Shape boundary entries
>> Start
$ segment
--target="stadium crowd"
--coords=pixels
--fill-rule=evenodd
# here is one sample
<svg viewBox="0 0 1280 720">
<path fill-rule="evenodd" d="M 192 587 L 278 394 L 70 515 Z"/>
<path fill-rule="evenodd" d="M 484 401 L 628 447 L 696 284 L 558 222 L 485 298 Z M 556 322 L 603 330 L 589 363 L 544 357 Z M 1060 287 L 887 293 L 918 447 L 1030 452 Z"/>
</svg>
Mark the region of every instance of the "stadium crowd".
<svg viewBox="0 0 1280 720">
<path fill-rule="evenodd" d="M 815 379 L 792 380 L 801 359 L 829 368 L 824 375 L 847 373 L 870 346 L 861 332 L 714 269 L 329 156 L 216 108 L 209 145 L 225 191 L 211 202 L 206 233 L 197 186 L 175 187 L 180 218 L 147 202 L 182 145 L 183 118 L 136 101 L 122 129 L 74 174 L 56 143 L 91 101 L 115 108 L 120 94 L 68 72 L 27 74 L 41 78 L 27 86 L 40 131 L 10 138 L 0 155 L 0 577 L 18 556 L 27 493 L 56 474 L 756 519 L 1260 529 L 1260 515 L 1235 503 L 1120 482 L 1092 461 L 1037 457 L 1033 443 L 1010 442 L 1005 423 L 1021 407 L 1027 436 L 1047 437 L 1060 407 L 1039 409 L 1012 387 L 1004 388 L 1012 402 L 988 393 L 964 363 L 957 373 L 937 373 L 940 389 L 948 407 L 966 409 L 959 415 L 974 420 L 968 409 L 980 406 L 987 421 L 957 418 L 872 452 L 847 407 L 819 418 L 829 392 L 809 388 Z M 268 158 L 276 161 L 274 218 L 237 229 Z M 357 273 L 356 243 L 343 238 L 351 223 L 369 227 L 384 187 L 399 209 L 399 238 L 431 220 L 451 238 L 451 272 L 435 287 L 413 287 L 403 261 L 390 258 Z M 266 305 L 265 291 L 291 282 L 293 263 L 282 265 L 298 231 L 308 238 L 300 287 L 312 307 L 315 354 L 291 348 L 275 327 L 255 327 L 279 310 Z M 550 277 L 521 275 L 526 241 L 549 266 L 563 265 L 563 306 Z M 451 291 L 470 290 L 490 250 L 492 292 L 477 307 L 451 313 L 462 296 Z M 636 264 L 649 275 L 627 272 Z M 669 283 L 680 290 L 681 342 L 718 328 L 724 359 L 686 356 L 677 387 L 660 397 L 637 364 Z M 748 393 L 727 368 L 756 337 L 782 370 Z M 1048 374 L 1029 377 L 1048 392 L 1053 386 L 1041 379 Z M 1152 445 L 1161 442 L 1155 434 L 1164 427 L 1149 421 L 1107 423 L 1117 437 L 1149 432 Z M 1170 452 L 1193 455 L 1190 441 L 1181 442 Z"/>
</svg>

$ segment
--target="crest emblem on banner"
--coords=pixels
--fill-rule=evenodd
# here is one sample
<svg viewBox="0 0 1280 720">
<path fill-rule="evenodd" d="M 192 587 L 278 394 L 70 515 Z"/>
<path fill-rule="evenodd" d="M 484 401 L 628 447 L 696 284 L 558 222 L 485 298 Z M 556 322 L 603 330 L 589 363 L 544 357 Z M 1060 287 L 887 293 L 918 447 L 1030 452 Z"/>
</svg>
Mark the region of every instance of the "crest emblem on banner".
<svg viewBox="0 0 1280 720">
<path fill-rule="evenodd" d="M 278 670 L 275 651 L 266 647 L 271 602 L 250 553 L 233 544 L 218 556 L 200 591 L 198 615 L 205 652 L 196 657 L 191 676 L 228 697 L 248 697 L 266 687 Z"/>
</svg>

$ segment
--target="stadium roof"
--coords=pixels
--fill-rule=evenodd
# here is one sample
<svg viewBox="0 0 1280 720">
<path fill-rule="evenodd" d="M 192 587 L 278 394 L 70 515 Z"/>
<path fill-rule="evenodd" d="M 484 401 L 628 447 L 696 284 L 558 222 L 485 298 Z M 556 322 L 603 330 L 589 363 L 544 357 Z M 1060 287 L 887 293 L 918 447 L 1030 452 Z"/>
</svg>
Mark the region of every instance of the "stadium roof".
>> End
**YOUR OBJECTIVE**
Using the listing above, please repeat every entry exactly.

**THE REPLY**
$ segment
--target="stadium crowd"
--coords=pixels
--fill-rule=evenodd
# here is one sample
<svg viewBox="0 0 1280 720">
<path fill-rule="evenodd" d="M 192 587 L 278 394 L 70 515 Z"/>
<path fill-rule="evenodd" d="M 484 401 L 628 447 L 696 284 L 558 222 L 485 298 Z M 556 322 L 603 330 L 589 363 L 544 357 Z M 1060 287 L 887 293 L 918 447 L 1030 452 Z"/>
</svg>
Mark the region of every instance of the "stadium crowd".
<svg viewBox="0 0 1280 720">
<path fill-rule="evenodd" d="M 815 379 L 792 380 L 801 359 L 829 368 L 824 375 L 847 373 L 870 346 L 861 332 L 714 269 L 329 156 L 216 108 L 209 145 L 225 191 L 211 202 L 206 233 L 197 186 L 175 187 L 180 218 L 147 202 L 182 145 L 183 118 L 136 101 L 122 129 L 74 174 L 56 143 L 91 101 L 115 108 L 120 94 L 68 72 L 27 74 L 41 78 L 27 86 L 40 131 L 10 138 L 0 155 L 0 577 L 18 556 L 27 493 L 56 474 L 756 519 L 1260 529 L 1260 515 L 1235 503 L 1120 482 L 1092 461 L 1037 457 L 1033 443 L 1010 442 L 1005 423 L 1021 407 L 1027 436 L 1047 437 L 1060 407 L 1039 409 L 1012 387 L 1004 388 L 1012 402 L 988 393 L 964 363 L 957 373 L 937 373 L 940 389 L 948 407 L 966 409 L 959 415 L 974 420 L 968 409 L 980 406 L 987 421 L 957 418 L 872 452 L 847 407 L 819 418 L 829 392 L 809 388 Z M 268 158 L 276 161 L 274 218 L 237 229 Z M 357 273 L 356 243 L 343 238 L 351 223 L 369 227 L 384 187 L 399 209 L 399 238 L 431 220 L 451 238 L 451 272 L 435 287 L 413 287 L 403 261 L 390 258 Z M 266 305 L 265 291 L 291 282 L 293 263 L 282 265 L 298 231 L 308 238 L 300 287 L 312 307 L 315 354 L 291 348 L 275 327 L 255 327 L 279 310 Z M 550 277 L 521 275 L 526 241 L 549 266 L 563 265 L 563 306 Z M 451 291 L 470 290 L 490 250 L 492 292 L 477 307 L 451 313 L 462 296 Z M 636 264 L 649 275 L 627 272 Z M 669 283 L 680 290 L 681 342 L 718 328 L 724 359 L 686 356 L 677 387 L 660 397 L 637 364 Z M 748 393 L 727 368 L 756 337 L 782 370 Z M 1048 374 L 1029 377 L 1048 392 L 1053 386 L 1041 379 Z M 1152 445 L 1161 442 L 1155 434 L 1164 427 L 1149 421 L 1107 423 L 1117 437 L 1149 432 Z M 1170 452 L 1193 455 L 1190 441 L 1181 442 Z"/>
</svg>

$ segment
--target="crest emblem on banner"
--coords=pixels
--fill-rule=evenodd
# here is one sample
<svg viewBox="0 0 1280 720">
<path fill-rule="evenodd" d="M 192 587 L 278 394 L 70 515 Z"/>
<path fill-rule="evenodd" d="M 484 401 L 628 447 L 696 284 L 558 222 L 485 298 Z M 556 322 L 603 330 L 589 363 L 544 357 Z M 1060 287 L 887 293 L 918 447 L 1030 452 Z"/>
</svg>
Mark the region of every instance of the "crest emblem on banner".
<svg viewBox="0 0 1280 720">
<path fill-rule="evenodd" d="M 278 670 L 275 651 L 266 647 L 271 602 L 250 553 L 233 544 L 218 556 L 200 591 L 198 615 L 205 652 L 196 657 L 191 676 L 228 697 L 248 697 L 266 687 Z"/>
</svg>

$ segment
--target="stadium roof"
--coords=pixels
--fill-rule=evenodd
# here is one sample
<svg viewBox="0 0 1280 720">
<path fill-rule="evenodd" d="M 192 587 L 278 394 L 70 515 Z"/>
<path fill-rule="evenodd" d="M 484 401 L 628 447 L 696 284 L 558 222 L 485 298 Z M 556 322 L 603 330 L 589 363 L 544 357 Z M 1060 287 L 887 293 L 918 447 L 1030 452 Z"/>
</svg>
Mark the region of every instance of the "stadium roof".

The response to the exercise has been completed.